_DESCRIPTION OF THE TASK_
Please reproduce each of the items below word for word, keeping every line in its original order.
== INPUT
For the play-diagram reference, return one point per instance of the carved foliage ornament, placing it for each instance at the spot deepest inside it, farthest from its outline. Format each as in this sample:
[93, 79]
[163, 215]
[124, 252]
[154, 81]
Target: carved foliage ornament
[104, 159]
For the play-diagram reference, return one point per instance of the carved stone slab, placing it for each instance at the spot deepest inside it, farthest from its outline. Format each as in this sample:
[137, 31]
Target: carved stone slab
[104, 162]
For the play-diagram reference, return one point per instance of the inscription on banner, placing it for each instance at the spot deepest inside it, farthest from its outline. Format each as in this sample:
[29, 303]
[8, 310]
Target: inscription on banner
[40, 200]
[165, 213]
====
_WRITTEN SOLUTION_
For the play-diagram reference, return one point per instance of the carved foliage ornament, placing it for each instance at the spot deepest inside it, farthest from its outline. Format each as in this sample:
[93, 79]
[163, 215]
[124, 252]
[154, 81]
Target: carved foliage ornament
[104, 159]
For the play-diagram reference, return one point per instance of the carved stone slab, placing it for each instance at the spot deepest inside it, farthest from its outline. Format each as in this sample:
[137, 31]
Target: carved stone slab
[104, 162]
For the play-diagram reference, return one point per instance of the inscription on banner, placing it for each instance at the spot deepest inside it, farthest from its outline. Format each as in this sample:
[29, 303]
[8, 310]
Target: inscription on banner
[40, 200]
[165, 213]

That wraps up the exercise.